* WORK TO BE COMPLETED: Can you render the data from the start through the line containing "pixel 642 134" as a two-column CSV with the columns text and answer, one row per entry, each field quoted and with its line breaks turned into spaces? Leave the pictures out.

* begin LISTED RECORDS *

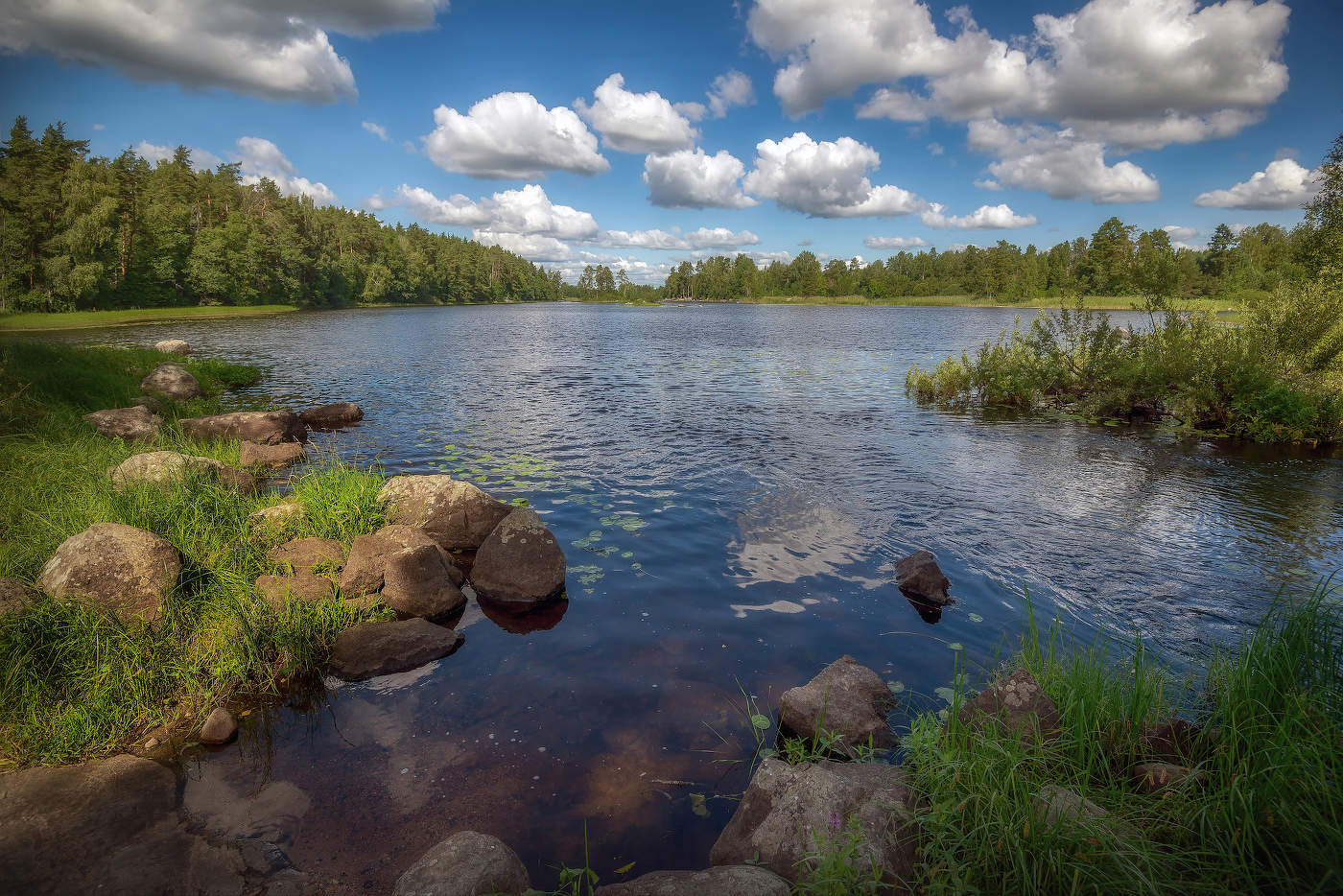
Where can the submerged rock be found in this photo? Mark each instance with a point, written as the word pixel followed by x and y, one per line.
pixel 520 562
pixel 117 567
pixel 843 698
pixel 125 422
pixel 172 346
pixel 271 456
pixel 735 880
pixel 172 380
pixel 329 416
pixel 919 578
pixel 459 515
pixel 382 648
pixel 786 808
pixel 221 727
pixel 1016 704
pixel 264 427
pixel 465 864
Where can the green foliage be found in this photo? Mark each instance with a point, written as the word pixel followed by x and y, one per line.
pixel 1265 817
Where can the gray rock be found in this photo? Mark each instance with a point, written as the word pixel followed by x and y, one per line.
pixel 457 515
pixel 125 423
pixel 117 567
pixel 416 582
pixel 264 427
pixel 520 562
pixel 366 563
pixel 271 456
pixel 465 864
pixel 382 648
pixel 788 806
pixel 843 698
pixel 167 468
pixel 309 554
pixel 15 596
pixel 922 579
pixel 221 727
pixel 172 380
pixel 1016 704
pixel 329 416
pixel 725 880
pixel 172 346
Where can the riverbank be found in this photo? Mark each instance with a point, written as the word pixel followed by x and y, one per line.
pixel 31 321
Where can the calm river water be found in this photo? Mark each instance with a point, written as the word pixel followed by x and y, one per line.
pixel 732 486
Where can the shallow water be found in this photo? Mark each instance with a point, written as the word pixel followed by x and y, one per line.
pixel 732 486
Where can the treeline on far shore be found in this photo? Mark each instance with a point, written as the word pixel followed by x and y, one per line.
pixel 81 231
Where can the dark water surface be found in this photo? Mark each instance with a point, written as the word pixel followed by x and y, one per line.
pixel 732 486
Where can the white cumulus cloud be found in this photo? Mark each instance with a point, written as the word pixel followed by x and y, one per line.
pixel 277 50
pixel 510 136
pixel 694 178
pixel 826 178
pixel 642 123
pixel 1282 184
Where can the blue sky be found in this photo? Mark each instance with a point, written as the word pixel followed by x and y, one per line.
pixel 642 134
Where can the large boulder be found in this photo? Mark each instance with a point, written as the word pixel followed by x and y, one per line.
pixel 172 346
pixel 459 515
pixel 329 416
pixel 113 566
pixel 125 422
pixel 1016 704
pixel 735 880
pixel 919 578
pixel 382 648
pixel 366 563
pixel 165 468
pixel 465 864
pixel 520 562
pixel 172 380
pixel 271 456
pixel 264 427
pixel 416 582
pixel 843 698
pixel 786 808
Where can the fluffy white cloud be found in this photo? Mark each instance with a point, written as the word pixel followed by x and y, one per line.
pixel 983 218
pixel 720 238
pixel 692 178
pixel 278 50
pixel 1282 184
pixel 510 136
pixel 1060 164
pixel 261 157
pixel 893 242
pixel 731 89
pixel 1139 73
pixel 642 123
pixel 826 178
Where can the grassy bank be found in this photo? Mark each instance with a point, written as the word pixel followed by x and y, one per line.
pixel 77 681
pixel 87 319
pixel 1095 302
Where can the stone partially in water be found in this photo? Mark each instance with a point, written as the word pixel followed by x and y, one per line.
pixel 843 698
pixel 520 562
pixel 382 648
pixel 465 864
pixel 117 567
pixel 456 513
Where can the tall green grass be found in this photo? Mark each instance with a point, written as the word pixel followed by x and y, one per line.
pixel 1265 817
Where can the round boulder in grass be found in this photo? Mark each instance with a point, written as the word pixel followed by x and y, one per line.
pixel 113 566
pixel 383 648
pixel 172 380
pixel 520 563
pixel 456 513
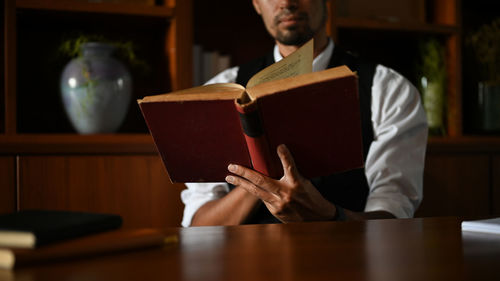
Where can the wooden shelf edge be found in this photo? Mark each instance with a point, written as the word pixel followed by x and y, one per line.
pixel 76 144
pixel 105 8
pixel 464 144
pixel 356 23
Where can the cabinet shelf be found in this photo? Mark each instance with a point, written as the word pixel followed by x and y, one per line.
pixel 77 144
pixel 371 24
pixel 102 8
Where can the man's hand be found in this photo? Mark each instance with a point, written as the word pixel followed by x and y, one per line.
pixel 290 199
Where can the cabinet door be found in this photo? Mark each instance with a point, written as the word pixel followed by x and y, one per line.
pixel 136 187
pixel 7 184
pixel 496 186
pixel 455 185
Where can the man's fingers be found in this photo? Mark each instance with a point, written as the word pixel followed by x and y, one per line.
pixel 289 168
pixel 263 194
pixel 254 177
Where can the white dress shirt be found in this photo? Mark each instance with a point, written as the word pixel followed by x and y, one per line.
pixel 395 162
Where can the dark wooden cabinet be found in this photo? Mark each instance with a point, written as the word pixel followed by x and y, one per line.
pixel 495 190
pixel 7 184
pixel 134 186
pixel 45 164
pixel 455 185
pixel 461 177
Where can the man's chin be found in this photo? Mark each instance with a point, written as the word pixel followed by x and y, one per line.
pixel 294 38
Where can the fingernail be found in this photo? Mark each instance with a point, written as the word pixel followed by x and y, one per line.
pixel 281 148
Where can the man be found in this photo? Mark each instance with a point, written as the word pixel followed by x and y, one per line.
pixel 394 139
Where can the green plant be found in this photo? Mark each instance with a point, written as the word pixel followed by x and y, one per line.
pixel 432 72
pixel 486 44
pixel 124 50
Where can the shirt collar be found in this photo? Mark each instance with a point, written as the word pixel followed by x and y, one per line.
pixel 320 62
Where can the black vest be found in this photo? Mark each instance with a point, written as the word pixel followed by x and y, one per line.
pixel 348 189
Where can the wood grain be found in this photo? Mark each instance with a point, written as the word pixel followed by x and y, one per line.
pixel 385 250
pixel 455 185
pixel 495 186
pixel 136 187
pixel 7 184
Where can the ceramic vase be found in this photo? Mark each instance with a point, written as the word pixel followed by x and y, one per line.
pixel 96 90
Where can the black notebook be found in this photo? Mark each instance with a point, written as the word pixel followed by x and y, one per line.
pixel 33 228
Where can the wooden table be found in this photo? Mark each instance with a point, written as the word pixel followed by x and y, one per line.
pixel 410 249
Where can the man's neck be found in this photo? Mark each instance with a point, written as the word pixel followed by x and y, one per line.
pixel 320 43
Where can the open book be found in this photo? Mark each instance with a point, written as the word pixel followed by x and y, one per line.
pixel 199 131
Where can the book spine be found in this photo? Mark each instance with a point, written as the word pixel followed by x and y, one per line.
pixel 258 147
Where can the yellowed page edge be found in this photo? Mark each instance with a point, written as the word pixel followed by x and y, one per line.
pixel 299 62
pixel 265 89
pixel 206 92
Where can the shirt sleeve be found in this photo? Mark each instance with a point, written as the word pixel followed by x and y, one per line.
pixel 197 194
pixel 395 162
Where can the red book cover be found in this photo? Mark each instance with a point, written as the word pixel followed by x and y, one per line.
pixel 197 140
pixel 199 131
pixel 320 124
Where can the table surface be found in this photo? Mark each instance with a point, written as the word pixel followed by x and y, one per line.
pixel 398 249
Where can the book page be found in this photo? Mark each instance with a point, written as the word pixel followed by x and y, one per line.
pixel 206 92
pixel 299 62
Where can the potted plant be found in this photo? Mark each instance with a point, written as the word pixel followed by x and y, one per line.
pixel 432 80
pixel 96 87
pixel 486 45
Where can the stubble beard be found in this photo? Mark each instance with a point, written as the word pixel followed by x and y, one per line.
pixel 296 35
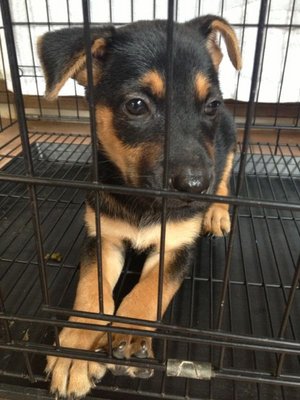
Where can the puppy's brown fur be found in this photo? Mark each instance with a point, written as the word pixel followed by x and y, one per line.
pixel 129 70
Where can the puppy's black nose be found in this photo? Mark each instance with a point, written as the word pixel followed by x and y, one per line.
pixel 192 180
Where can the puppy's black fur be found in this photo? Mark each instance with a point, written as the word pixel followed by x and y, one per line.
pixel 129 88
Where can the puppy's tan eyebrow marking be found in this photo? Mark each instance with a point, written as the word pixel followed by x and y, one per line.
pixel 202 85
pixel 155 82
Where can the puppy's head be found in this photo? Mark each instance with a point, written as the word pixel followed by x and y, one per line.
pixel 129 83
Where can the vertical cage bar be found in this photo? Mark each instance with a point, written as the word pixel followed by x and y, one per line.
pixel 94 139
pixel 243 160
pixel 287 313
pixel 168 117
pixel 284 62
pixel 4 322
pixel 33 60
pixel 13 63
pixel 6 88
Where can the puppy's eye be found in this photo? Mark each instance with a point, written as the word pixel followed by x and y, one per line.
pixel 212 107
pixel 136 107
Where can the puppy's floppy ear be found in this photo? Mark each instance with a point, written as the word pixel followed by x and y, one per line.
pixel 62 54
pixel 209 25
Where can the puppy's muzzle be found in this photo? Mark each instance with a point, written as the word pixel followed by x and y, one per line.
pixel 192 180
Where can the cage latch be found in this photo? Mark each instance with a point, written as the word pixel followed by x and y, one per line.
pixel 190 369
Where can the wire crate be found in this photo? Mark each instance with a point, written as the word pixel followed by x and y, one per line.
pixel 235 318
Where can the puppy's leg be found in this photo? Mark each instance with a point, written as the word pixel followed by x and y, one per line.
pixel 141 303
pixel 216 219
pixel 72 377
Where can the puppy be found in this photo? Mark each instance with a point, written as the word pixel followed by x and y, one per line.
pixel 129 88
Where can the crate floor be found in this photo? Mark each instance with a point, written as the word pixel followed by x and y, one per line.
pixel 265 253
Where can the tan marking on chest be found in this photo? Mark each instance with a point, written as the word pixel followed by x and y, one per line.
pixel 202 85
pixel 178 233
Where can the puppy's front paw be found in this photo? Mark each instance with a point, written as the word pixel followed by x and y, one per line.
pixel 73 378
pixel 216 220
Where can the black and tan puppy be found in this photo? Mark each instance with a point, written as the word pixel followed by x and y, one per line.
pixel 129 70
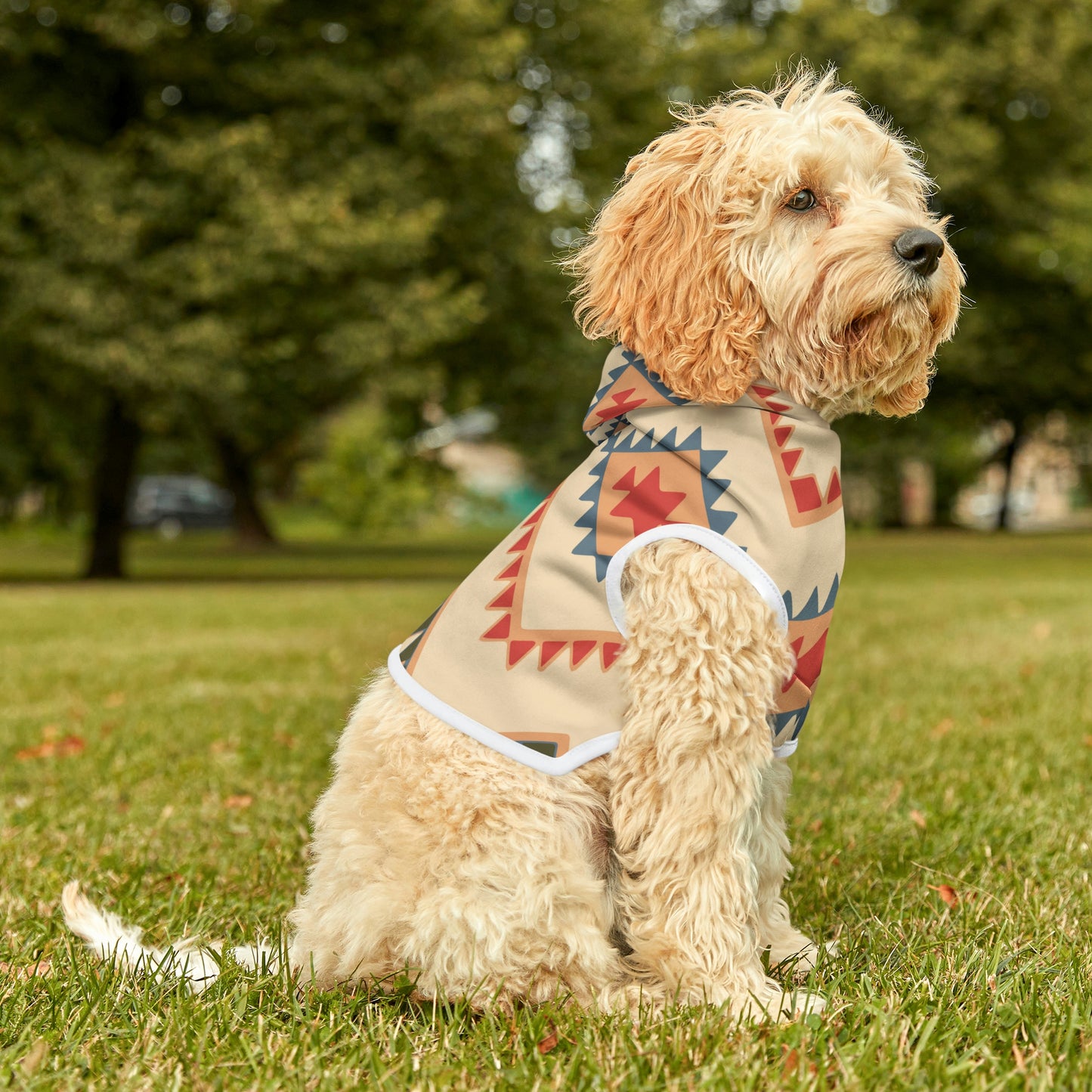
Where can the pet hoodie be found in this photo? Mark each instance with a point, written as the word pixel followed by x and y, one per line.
pixel 522 654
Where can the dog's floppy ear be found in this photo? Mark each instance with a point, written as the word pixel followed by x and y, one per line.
pixel 659 271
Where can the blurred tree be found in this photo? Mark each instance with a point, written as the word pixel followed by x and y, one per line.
pixel 996 93
pixel 228 213
pixel 363 476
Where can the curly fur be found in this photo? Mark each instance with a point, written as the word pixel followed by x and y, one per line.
pixel 653 874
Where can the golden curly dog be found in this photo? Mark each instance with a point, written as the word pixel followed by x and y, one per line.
pixel 782 237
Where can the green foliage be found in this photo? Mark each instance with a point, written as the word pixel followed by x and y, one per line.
pixel 366 478
pixel 954 690
pixel 995 92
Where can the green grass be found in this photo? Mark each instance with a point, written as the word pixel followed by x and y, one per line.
pixel 950 744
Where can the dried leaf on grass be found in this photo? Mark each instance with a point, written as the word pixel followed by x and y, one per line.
pixel 53 748
pixel 948 895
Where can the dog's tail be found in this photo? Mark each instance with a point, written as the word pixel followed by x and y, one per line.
pixel 110 939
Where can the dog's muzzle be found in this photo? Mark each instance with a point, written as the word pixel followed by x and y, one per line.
pixel 920 250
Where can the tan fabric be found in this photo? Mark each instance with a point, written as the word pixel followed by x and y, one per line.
pixel 521 654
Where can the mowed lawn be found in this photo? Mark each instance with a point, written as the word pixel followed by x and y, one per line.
pixel 165 741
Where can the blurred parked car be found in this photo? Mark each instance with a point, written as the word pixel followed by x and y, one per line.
pixel 176 503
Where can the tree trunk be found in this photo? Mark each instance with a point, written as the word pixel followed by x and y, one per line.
pixel 114 474
pixel 1004 512
pixel 252 527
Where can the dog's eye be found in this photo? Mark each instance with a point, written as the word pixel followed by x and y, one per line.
pixel 802 201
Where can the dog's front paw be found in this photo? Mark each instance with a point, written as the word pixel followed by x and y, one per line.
pixel 775 1003
pixel 797 957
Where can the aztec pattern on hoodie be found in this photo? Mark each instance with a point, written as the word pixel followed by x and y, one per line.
pixel 521 655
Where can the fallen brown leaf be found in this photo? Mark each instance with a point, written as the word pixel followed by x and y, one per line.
pixel 1018 1057
pixel 948 893
pixel 790 1064
pixel 49 748
pixel 547 1044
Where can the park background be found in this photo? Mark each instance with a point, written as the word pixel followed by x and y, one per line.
pixel 308 252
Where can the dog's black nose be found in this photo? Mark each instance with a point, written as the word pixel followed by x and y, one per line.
pixel 920 250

* end LISTED RECORDS *

* FINISHED TASK:
text,answer
"Where can the submerged rock be found in this photo? Mark each instance with a point, written as the word pixel followed by x and y, one per line.","pixel 520 562 pixel 117 567 pixel 843 698 pixel 125 422 pixel 172 346 pixel 271 456 pixel 735 880 pixel 172 380 pixel 329 416 pixel 919 578 pixel 459 515 pixel 382 648 pixel 786 808 pixel 221 727 pixel 1016 704 pixel 264 427 pixel 465 864"
"Where can the green foliage be found in this photo? Mark each instance with a point, written as the word pixel followed by x and y, one per line.","pixel 1265 817"
"Where can the gray rock be found in this photo? Mark each instance with a point, written as the word pixel followed by x and y, one per line.","pixel 457 515 pixel 125 423 pixel 117 567 pixel 416 582 pixel 264 427 pixel 520 562 pixel 366 563 pixel 271 456 pixel 465 864 pixel 382 648 pixel 788 806 pixel 843 698 pixel 167 468 pixel 309 554 pixel 15 596 pixel 922 579 pixel 221 727 pixel 172 380 pixel 1016 704 pixel 329 416 pixel 725 880 pixel 172 346"
"Where can the riverbank be found in this photo? Mark each instance with a point, written as the word pixel followed by x and y, one per line.","pixel 31 321"
"Where can the calm river water be found in this photo? Mark each instance with a point, written as the word pixel followed by x and y, one per line.","pixel 732 486"
"Where can the shallow water be found in this photo? Mark each instance with a point, written as the word pixel followed by x and y, one per line.","pixel 732 486"
"Where can the treeline on far shore be found in this photo? Mark each instance with a point, written as the word pixel followed by x and y, one per line.","pixel 81 231"
"Where can the dark water surface be found in this photo? Mark each instance with a point, written as the word pixel followed by x and y, one per line.","pixel 732 486"
"Where can the white cumulus cloud be found in this photo? Mark each instance with a point, written as the word pixel followed by x and y, one per line.","pixel 277 50 pixel 510 136 pixel 694 178 pixel 826 178 pixel 642 123 pixel 1282 184"
"Where can the blue sky be found in this photo? Mark each instance with a point, written as the word pixel followed by x and y, one per line.","pixel 642 134"